**CONSIGNE:**
Recopiez sans rien changer le passage du texte sur le lotus qui va de « En faisant confiance » à « magie de la vie. », ces deux bouts compris.

**TEXTE À EXAMINER:**
----

Le lotus attire nos ancêtres lointains par son insolite aventure. Sa fleur éclot sur des eaux troubles et boueuses dès les premiers rayons de soleil et s’ouvre langoureusement en forme de couronne. Le soir venu, les pétales se replient et la fleur recroquevillée disparaît sous les eaux, en attente de réapparaître le lendemain pour recommencer son parcours. Les Égyptiens y voient le symbole du dieu Soleil en sa course infatigable. Les Hindous font émerger du bouton du lotus le principe créateur de l’univers, le Brahma. Attentif au fait exceptionnel que le lotus produit fleurs et graines en même temps, Bouddha voit dans cette coïncidence le mystère d’un univers qui commence à se développer au moment même où il apparaît.
Archétype de la naissance, de l’énergie vitale, de l’épanouissement et de la renaissance, le lotus représente en même temps la nécessité des plongées en abîme. Son retour dans les profondeurs sombres n’est-il pas la condition de son retour auroral ? Pour revenir à la surface des eaux, le lotus ne doit-il pas sombrer dans ses tréfonds ? Étrangères à nos tendances positivistes, les sagesses ancestrales nous initient à la fertilité des ténèbres. Plus précisément, elles nous rappellent la présence, dans nos cœurs et dans ce qui nous arrive, du bourbeux et du nocturne tout en nous livrant un secret. Le voici. Les ténèbres sont fertiles à condition d’être traversées – dès lors qu’elles sont traversées. Pour faire de ce secret un gouvernail de navigation, nos ancêtres se livraient au culte des puissances cosmiques, tantôt personnifiées et tantôt confondues avec l’univers.
La modernité nous a livrés à nous-mêmes. Plantés derrière nos écrans isolants dans un monde de plus en plus connecté, consommateurs de techniques et de pharmacies pour réduire notre stress, attendant les confirmations scientifiques pour croire à ce que des penseurs du monde entier avaient déjà intuitionné, nous sommes mal armés pour affronter l’obscur et le fangeux. Amateurs impatiens de spots et de néons, nous négligeons les symboles archétypiques qui font jaillir la lumière de la nuit. Mais comment accueillir les vieux symboles sans régresser mentalement ?
En faisant confiance en l’humanité lorsqu’elle était en osmose avec l’univers, perçu et respecté comme divin. En cueillant la vérité des mythes fondateurs, nés du cœur vibrant et non de la froide raison. En misant sur notre capacité personnelle de fleurir et refleurir à partir des eaux troubles, capacité énigmatiquement associée à la magie de la vie.

----

**DONNÉES FOURNIES:**
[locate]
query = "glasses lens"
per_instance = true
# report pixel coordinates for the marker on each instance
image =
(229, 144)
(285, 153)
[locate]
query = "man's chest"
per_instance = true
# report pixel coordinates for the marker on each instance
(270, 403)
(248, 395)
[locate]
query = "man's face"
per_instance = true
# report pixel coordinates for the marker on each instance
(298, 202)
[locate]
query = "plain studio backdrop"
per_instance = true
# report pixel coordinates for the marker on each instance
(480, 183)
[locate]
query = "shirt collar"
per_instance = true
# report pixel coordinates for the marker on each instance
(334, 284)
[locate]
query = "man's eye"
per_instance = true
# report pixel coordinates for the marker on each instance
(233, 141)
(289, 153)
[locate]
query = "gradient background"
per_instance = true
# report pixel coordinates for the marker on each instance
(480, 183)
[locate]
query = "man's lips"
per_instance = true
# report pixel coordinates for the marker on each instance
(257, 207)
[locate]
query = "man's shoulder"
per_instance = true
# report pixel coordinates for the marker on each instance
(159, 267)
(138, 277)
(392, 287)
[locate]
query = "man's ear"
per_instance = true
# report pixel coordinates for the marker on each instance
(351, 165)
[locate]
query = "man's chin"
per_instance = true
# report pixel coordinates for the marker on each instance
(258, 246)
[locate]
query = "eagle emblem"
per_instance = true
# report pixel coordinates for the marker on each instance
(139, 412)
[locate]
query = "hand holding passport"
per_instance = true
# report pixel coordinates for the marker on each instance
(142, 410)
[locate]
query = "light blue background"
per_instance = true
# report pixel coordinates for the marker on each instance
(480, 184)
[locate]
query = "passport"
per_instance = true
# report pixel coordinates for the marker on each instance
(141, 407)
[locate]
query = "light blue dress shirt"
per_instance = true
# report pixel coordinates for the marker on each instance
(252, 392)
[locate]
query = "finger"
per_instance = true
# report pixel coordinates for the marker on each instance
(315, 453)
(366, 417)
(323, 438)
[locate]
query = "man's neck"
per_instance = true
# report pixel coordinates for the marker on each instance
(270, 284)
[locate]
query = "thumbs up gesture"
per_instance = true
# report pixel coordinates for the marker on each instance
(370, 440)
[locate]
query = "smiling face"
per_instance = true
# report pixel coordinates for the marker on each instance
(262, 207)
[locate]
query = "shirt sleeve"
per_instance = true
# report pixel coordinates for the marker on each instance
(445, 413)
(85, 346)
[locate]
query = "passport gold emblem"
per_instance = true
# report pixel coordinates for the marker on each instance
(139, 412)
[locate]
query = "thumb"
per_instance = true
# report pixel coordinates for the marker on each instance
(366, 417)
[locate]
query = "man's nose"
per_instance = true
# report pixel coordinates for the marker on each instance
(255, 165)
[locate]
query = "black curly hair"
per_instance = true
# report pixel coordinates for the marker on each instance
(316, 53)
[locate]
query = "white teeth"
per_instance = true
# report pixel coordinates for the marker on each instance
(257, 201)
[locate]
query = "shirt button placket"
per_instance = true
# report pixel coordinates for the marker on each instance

----

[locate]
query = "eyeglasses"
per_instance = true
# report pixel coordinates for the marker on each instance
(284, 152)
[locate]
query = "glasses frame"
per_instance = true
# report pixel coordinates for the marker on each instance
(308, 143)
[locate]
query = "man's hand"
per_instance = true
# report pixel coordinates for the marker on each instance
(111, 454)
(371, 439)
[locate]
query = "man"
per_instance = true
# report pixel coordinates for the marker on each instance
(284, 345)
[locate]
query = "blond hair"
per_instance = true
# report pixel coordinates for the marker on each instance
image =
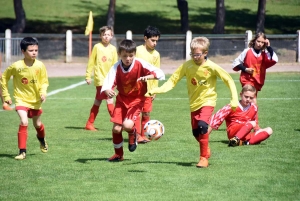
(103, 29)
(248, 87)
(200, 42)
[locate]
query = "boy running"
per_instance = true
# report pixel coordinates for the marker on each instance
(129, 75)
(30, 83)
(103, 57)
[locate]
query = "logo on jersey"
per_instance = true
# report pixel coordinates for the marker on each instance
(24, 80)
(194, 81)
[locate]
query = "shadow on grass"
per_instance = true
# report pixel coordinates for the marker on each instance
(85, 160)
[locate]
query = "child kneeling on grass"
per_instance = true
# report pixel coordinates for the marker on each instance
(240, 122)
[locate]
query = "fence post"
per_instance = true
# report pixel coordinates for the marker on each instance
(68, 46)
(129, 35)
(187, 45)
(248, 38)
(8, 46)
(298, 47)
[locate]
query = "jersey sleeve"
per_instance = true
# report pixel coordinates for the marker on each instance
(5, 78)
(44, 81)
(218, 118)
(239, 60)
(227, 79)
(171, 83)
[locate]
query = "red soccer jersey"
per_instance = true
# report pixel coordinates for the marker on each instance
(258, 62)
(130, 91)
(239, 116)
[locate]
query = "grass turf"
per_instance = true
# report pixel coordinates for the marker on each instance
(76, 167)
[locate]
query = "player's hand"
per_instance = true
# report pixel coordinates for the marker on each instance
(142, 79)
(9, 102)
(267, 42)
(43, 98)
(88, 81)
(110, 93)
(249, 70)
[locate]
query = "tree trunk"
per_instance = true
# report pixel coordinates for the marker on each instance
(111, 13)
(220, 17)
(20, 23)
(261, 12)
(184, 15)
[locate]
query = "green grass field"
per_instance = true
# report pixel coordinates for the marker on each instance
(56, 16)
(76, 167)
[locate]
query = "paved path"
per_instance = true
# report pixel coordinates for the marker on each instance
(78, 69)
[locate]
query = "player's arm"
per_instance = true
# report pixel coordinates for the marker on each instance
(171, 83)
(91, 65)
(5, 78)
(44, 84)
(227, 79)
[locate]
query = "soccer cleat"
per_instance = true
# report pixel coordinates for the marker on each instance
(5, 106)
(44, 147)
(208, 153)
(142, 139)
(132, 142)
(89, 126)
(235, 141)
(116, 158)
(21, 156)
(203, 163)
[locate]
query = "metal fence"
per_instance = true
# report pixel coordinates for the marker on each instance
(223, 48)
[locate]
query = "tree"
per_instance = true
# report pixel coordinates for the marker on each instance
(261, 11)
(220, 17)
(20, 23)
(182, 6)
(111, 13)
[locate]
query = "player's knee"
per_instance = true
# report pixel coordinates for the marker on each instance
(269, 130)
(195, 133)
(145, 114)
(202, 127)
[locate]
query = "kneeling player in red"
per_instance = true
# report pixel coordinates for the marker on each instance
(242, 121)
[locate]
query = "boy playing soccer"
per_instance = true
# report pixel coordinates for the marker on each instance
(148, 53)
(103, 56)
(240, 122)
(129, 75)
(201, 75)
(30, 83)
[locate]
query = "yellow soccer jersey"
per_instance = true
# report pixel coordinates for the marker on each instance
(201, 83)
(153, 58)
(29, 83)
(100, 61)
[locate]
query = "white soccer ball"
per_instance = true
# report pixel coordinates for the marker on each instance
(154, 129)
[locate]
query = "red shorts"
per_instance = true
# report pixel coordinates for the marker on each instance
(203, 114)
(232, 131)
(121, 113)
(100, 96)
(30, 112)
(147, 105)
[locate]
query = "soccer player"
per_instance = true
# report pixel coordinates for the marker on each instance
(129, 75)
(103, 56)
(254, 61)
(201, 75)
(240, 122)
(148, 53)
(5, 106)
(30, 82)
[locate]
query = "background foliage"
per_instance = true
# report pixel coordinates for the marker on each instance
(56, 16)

----

**RÉPONSE:**
En faisant confiance en l’humanité lorsqu’elle était en osmose avec l’univers, perçu et respecté comme divin. En cueillant la vérité des mythes fondateurs, nés du cœur vibrant et non de la froide raison. En misant sur notre capacité personnelle de fleurir et refleurir à partir des eaux troubles, capacité énigmatiquement associée à la magie de la vie.